Selected text:
--- START ---

Watershed WHO EB meeting: PSI stands up for health workers and posterity

The 158th WHO Executive Board session (2–8 February) was pivotal given global crises, geopolitical tensions, and US withdrawal from WHO. Despite challenges, the meeting concluded hopefully. EB resolutions will go to the 79th World Health Assembly (18–23 May, Geneva).

The 158th Executive Board session of the World Health Organization (WHO) took place on 2 – 8 February. Ministers of health and other top policymakers in health from across the world and leading civil society organizations in the health sector gathered in Geneva for this watershed meeting. Taking place against the backdrop of multiple crises across the world, sharp geopolitical tensions, and the withdrawal of the United States from the WHO, it was a pivotal moment for the specialised United Nations agency vested with the powers of providing leadership for international health.  

Discourse at the meeting reflected the contours of some of the tensions straining multilateralism in today’s world.  Public Services International (PSI) was present as the global voice of health and care workers in official relations with the WHO, to engage in the important discussions that took place at this historic meeting. It was also an opportunity for us to engage with WHO Member States on a broad range of crucial issues of concern to health workers and health sector trade unions across the world.

At the EB plenary sessions, Member States deliberated on agenda items that would shape global discourse on health, leading to and during the 79th World Health Assembly in May. These included mental health, communicable diseases, universal health coverage, primary health care, health in the 2030 Agenda for Sustainable Development, WHO’s work in health emergencies, the WHO’s global health and peace initiative, and health conditions in Palestine. It also deliberated on a proposed strategy for implementing the recommendations of the WHO Council on the Economics of Health for All.

Issues and PSI’s interventions

The Executive Board opened with a moving speech by Dr Tedros Ghebreyesus, the WHO Director-General. He pointed out how 2025 “was a year of stark contrasts” for the Organization. It was “a landmark year” where the WHO Pandemic Agreement was adopted. But, it was also “undeniably one of the most difficult years” in the WHO’s history.

In light of the peculiar nature of last year, deliberations in the WHO this year, starting with the EB158 could not but involve “many discussions on reforming the ecosystem” of the Organization, as Dr Ghebreyesus said.

PSI intervened on several of these agenda items, with focus on the following:

Mental Health

Speaking on mental health, Bàbá Ayé, the PSI Health and Social Services Sector Officer, pointed out PSI’s grave concern that most countries are significantly off track in meeting the WHO Global Mental Health Action Plan’s targets. He noted that this places great burden on health and social care workers, especially as integration of mental health services into the universal health coverage (UHC) plans, as the report of the Director-General informed, has been inadequate for health workers.

--- END ---

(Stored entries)

--- START ---

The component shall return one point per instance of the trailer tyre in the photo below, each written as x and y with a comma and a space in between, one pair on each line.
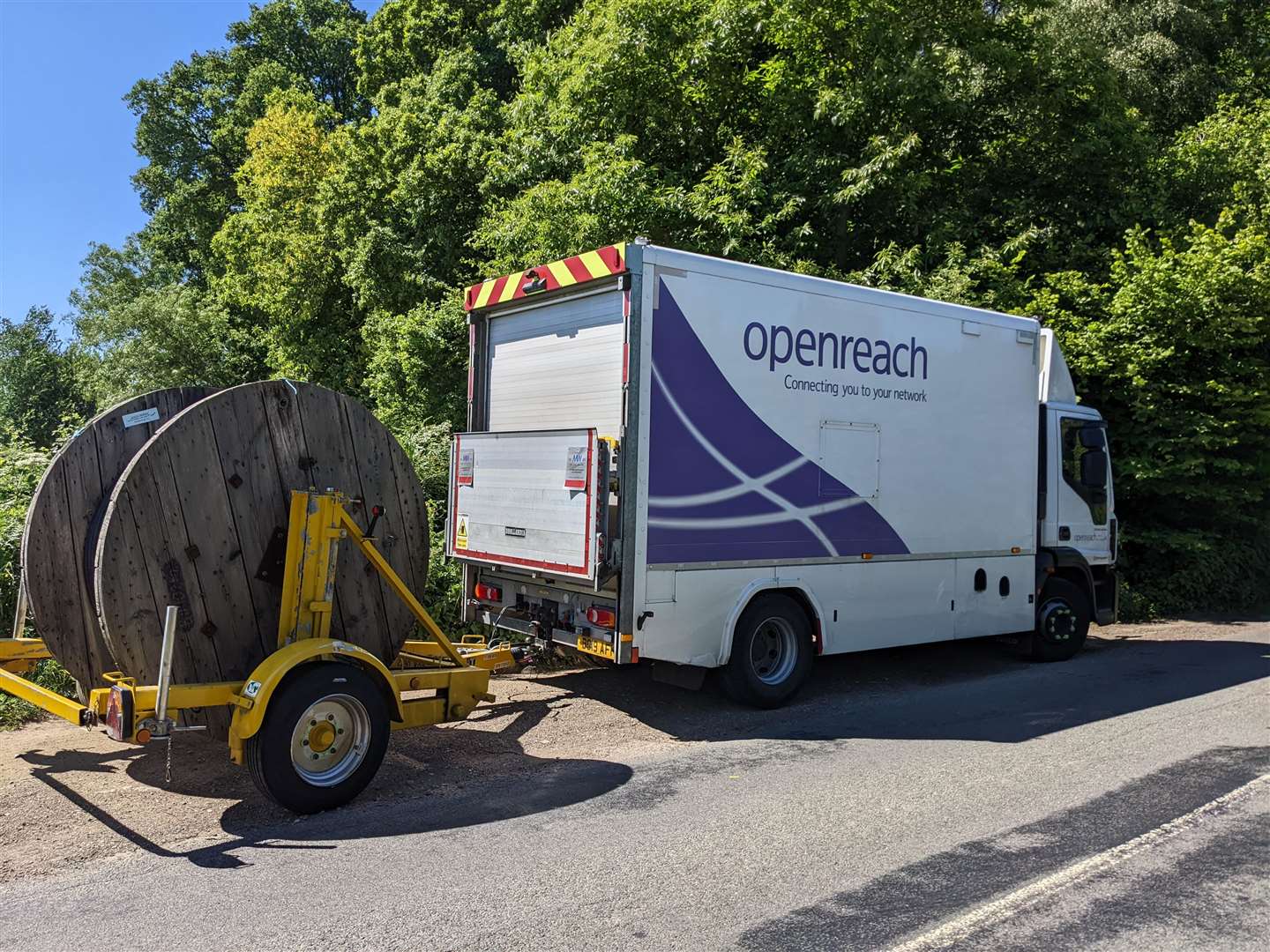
771, 652
323, 738
1062, 621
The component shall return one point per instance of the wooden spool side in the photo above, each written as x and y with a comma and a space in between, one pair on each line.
192, 517
63, 522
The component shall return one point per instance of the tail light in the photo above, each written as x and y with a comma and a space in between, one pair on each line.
603, 617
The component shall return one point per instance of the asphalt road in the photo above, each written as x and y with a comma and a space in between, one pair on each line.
923, 799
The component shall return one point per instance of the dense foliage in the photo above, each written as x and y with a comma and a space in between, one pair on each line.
322, 188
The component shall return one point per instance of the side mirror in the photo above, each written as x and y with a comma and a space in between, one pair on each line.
1094, 469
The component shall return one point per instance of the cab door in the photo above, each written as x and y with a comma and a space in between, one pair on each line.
1081, 480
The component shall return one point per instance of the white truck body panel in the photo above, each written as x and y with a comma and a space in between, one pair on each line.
773, 460
525, 501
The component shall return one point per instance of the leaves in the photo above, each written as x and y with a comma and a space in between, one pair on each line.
322, 188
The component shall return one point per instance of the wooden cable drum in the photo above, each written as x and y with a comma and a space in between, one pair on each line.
60, 536
198, 521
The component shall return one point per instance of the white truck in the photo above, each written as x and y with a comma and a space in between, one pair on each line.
706, 464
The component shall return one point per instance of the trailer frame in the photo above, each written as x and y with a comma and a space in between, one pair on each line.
432, 681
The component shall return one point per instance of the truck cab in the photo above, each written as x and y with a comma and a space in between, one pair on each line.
1076, 498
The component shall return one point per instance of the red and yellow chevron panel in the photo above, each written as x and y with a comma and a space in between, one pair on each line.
578, 270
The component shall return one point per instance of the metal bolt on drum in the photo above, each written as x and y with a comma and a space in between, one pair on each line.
331, 740
773, 651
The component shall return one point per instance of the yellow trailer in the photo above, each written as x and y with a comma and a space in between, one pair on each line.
312, 720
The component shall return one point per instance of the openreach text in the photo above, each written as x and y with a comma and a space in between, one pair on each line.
779, 346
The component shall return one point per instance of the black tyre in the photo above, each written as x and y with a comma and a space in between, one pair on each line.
771, 652
323, 738
1062, 621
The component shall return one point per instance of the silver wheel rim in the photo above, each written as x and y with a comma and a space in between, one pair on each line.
331, 740
773, 651
1058, 622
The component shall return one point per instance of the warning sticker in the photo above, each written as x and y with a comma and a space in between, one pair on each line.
576, 469
149, 415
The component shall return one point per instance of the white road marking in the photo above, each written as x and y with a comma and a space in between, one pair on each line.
1001, 909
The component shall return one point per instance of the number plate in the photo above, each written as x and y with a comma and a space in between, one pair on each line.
596, 648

--- END ---

Instructions for the task: Update the part of the article on the WHO Executive Board meeting from "The 158th WHO" to "(18–23 May, Geneva).", putting "Switzerland" wherever "Geneva" appears.

Solution to the exercise:
The 158th WHO Executive Board session (2–8 February) was pivotal given global crises, geopolitical tensions, and US withdrawal from WHO. Despite challenges, the meeting concluded hopefully. EB resolutions will go to the 79th World Health Assembly (18–23 May, Switzerland).